## [Stored rows]
================

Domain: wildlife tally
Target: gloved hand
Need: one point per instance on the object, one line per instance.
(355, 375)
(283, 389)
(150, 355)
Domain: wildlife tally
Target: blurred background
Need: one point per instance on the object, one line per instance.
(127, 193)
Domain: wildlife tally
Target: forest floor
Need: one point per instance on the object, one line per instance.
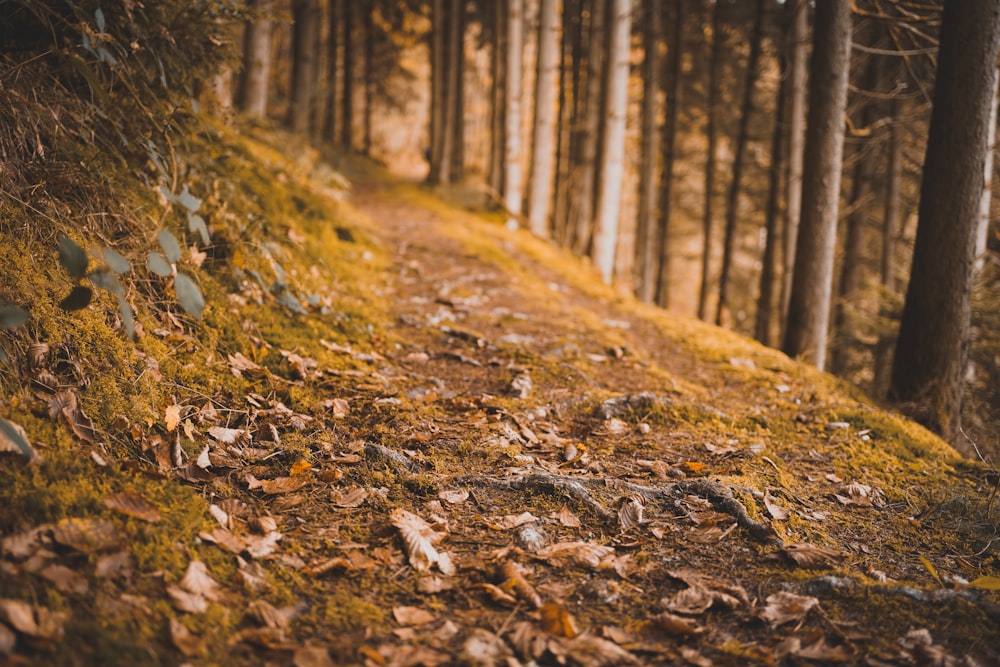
(444, 442)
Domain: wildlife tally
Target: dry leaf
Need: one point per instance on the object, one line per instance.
(87, 535)
(419, 538)
(410, 616)
(630, 512)
(785, 607)
(350, 498)
(554, 619)
(814, 558)
(132, 504)
(588, 554)
(775, 510)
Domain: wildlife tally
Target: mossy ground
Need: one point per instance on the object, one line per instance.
(393, 373)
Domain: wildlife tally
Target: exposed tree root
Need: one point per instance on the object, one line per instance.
(719, 495)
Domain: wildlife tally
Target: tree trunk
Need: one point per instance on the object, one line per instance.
(368, 24)
(763, 322)
(710, 131)
(673, 87)
(512, 130)
(347, 102)
(546, 90)
(812, 282)
(257, 61)
(305, 15)
(498, 98)
(891, 222)
(646, 231)
(609, 194)
(732, 198)
(932, 350)
(334, 13)
(587, 168)
(797, 12)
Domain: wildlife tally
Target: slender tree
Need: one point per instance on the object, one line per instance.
(543, 144)
(710, 130)
(646, 230)
(673, 86)
(732, 197)
(609, 192)
(932, 350)
(512, 152)
(257, 60)
(812, 283)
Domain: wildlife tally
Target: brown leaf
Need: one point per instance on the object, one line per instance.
(410, 616)
(813, 558)
(554, 619)
(132, 504)
(185, 642)
(87, 535)
(588, 554)
(350, 498)
(419, 537)
(785, 607)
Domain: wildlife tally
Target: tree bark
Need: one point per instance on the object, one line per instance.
(347, 101)
(932, 350)
(543, 143)
(710, 131)
(673, 86)
(609, 192)
(797, 12)
(645, 229)
(305, 20)
(257, 61)
(512, 150)
(812, 282)
(732, 198)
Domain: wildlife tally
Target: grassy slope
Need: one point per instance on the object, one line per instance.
(380, 276)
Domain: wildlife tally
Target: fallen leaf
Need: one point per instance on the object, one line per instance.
(410, 616)
(774, 509)
(814, 558)
(87, 535)
(785, 607)
(588, 554)
(419, 538)
(132, 504)
(554, 619)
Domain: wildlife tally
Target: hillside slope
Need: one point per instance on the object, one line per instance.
(403, 435)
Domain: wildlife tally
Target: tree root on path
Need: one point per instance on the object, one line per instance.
(719, 495)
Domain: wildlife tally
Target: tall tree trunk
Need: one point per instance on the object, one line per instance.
(512, 151)
(569, 79)
(673, 87)
(257, 61)
(368, 24)
(546, 90)
(305, 20)
(498, 100)
(732, 198)
(932, 350)
(798, 13)
(646, 230)
(710, 131)
(334, 12)
(812, 283)
(891, 222)
(347, 102)
(456, 71)
(764, 320)
(983, 231)
(584, 192)
(609, 194)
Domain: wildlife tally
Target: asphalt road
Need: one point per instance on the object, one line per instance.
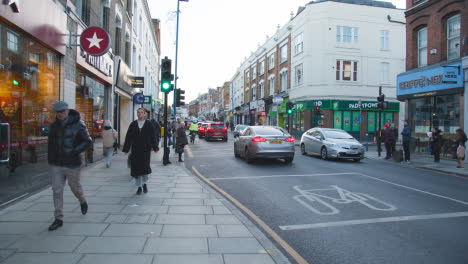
(346, 212)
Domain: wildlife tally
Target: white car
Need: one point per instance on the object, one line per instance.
(331, 143)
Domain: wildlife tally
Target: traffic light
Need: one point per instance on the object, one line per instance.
(166, 75)
(289, 107)
(180, 97)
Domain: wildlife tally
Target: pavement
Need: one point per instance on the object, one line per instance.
(180, 220)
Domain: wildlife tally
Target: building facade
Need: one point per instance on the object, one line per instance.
(434, 84)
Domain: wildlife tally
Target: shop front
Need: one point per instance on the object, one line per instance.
(435, 98)
(30, 74)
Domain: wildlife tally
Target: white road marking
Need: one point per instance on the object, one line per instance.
(277, 176)
(375, 220)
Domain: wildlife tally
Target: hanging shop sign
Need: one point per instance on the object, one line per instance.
(440, 79)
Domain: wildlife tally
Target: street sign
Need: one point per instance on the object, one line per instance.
(95, 41)
(138, 98)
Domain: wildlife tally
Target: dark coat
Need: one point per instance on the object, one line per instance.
(140, 143)
(67, 141)
(388, 136)
(181, 137)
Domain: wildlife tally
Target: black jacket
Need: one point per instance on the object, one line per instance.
(67, 141)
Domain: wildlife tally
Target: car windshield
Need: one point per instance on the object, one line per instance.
(337, 134)
(269, 131)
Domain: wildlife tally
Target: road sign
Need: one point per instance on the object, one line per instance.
(138, 98)
(95, 41)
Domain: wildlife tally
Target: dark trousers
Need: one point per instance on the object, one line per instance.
(406, 149)
(388, 148)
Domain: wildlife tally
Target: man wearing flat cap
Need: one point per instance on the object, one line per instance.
(68, 137)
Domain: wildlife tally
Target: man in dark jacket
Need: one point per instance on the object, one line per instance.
(140, 139)
(406, 136)
(68, 137)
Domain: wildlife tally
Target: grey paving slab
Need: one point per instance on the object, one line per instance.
(180, 219)
(234, 245)
(233, 231)
(191, 195)
(221, 210)
(189, 231)
(20, 228)
(132, 230)
(103, 208)
(116, 259)
(222, 219)
(41, 243)
(145, 209)
(111, 245)
(190, 210)
(88, 218)
(43, 258)
(248, 259)
(78, 229)
(22, 216)
(189, 259)
(158, 245)
(183, 202)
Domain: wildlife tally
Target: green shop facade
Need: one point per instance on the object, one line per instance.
(356, 117)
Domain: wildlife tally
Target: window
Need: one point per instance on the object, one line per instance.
(261, 70)
(12, 41)
(284, 80)
(271, 61)
(422, 47)
(384, 68)
(298, 44)
(453, 37)
(384, 39)
(298, 74)
(346, 34)
(284, 53)
(346, 70)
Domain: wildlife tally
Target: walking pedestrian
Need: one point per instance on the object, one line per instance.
(181, 139)
(436, 143)
(460, 139)
(68, 137)
(140, 139)
(109, 137)
(388, 140)
(406, 136)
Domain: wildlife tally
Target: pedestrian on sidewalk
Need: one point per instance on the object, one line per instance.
(388, 138)
(406, 136)
(140, 139)
(181, 139)
(436, 143)
(109, 138)
(460, 139)
(68, 137)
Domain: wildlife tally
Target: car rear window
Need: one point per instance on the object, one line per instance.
(268, 131)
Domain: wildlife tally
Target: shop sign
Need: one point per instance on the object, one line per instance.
(432, 79)
(364, 105)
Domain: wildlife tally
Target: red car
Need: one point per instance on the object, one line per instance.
(216, 131)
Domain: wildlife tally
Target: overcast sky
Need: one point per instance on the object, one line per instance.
(215, 35)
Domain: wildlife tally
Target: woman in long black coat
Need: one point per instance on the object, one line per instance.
(140, 139)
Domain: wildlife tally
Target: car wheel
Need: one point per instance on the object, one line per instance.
(303, 149)
(323, 153)
(247, 156)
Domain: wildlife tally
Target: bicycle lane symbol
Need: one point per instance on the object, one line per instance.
(320, 201)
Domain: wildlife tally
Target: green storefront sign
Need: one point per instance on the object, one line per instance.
(365, 106)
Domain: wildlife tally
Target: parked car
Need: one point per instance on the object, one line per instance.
(331, 143)
(238, 129)
(264, 142)
(216, 131)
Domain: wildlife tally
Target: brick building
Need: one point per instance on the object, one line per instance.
(433, 84)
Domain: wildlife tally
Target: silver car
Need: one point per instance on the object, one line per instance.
(331, 143)
(264, 142)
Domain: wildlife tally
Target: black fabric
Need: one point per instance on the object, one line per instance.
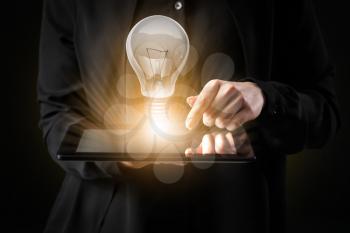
(82, 57)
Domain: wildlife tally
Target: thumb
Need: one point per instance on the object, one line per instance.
(191, 100)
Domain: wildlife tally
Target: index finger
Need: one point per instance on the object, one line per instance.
(203, 101)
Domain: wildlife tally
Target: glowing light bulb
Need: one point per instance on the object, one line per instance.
(157, 48)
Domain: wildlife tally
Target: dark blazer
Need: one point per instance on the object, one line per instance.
(282, 51)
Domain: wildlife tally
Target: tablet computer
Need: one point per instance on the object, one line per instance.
(124, 145)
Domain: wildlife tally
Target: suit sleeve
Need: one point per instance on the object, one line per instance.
(300, 109)
(61, 93)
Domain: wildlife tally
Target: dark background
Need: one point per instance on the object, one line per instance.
(318, 181)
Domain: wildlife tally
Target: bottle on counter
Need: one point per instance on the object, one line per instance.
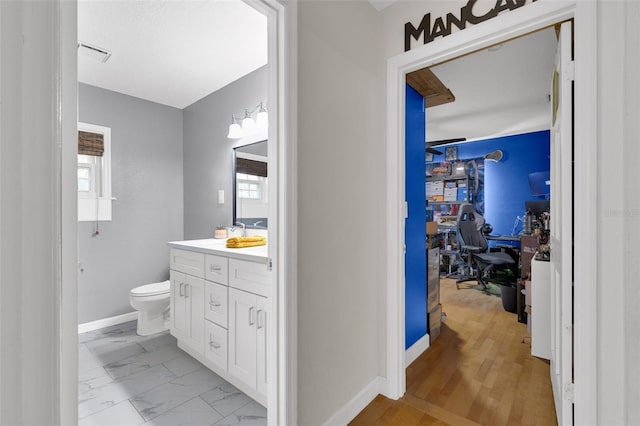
(220, 232)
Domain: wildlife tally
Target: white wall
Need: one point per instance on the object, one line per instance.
(341, 180)
(618, 214)
(31, 216)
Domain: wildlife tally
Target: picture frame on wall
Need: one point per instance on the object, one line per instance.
(451, 153)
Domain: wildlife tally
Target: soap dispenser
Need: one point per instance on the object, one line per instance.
(220, 232)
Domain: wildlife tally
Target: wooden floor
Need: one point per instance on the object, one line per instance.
(477, 372)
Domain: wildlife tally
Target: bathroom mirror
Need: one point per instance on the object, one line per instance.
(250, 204)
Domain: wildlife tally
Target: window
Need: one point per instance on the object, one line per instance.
(94, 172)
(250, 187)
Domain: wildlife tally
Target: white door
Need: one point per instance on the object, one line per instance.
(179, 314)
(194, 300)
(261, 344)
(242, 336)
(562, 227)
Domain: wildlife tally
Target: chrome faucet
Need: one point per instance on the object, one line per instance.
(244, 228)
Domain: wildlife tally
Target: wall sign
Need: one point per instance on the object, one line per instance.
(441, 27)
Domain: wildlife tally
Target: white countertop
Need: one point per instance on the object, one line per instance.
(219, 247)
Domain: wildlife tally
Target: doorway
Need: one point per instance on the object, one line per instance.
(281, 59)
(495, 31)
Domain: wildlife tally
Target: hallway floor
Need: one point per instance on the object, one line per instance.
(477, 372)
(126, 379)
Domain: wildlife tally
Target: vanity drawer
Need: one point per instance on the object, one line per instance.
(189, 262)
(216, 303)
(217, 269)
(249, 276)
(216, 344)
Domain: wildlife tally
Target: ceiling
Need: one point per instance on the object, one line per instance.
(173, 52)
(497, 92)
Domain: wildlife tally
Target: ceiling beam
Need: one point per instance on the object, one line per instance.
(430, 87)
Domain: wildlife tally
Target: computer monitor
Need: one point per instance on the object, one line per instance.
(537, 207)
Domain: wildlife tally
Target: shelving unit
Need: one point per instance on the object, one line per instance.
(444, 194)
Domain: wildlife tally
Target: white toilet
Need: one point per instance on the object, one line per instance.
(152, 303)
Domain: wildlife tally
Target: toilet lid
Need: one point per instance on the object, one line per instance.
(152, 289)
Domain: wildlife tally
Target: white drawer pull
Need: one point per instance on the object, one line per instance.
(260, 312)
(251, 317)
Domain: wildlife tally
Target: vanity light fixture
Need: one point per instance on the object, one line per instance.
(249, 126)
(235, 131)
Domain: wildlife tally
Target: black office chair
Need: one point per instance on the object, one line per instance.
(499, 267)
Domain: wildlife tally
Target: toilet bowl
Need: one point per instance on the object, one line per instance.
(152, 303)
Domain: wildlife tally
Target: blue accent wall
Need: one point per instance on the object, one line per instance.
(506, 184)
(415, 231)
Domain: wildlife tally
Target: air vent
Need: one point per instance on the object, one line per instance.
(93, 52)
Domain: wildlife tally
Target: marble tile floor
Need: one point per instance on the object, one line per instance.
(130, 380)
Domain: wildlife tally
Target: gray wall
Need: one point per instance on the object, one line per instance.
(341, 193)
(146, 157)
(208, 155)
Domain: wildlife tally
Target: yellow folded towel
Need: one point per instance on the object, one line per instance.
(240, 242)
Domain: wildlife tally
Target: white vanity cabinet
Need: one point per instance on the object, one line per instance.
(187, 308)
(219, 310)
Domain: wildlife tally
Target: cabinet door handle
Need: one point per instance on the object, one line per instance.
(251, 316)
(260, 314)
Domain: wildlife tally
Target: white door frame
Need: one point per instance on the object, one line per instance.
(530, 18)
(282, 35)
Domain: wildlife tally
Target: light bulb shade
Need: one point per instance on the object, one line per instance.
(262, 119)
(248, 125)
(235, 131)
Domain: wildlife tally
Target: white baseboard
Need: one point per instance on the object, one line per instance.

================

## [Given exercise]
Copy out each line of the records that contains the word "black". Match upper and lower case.

## [Result below]
Target: black jacket
Target: woman in long black coat
Target: black fabric
Target: black office chair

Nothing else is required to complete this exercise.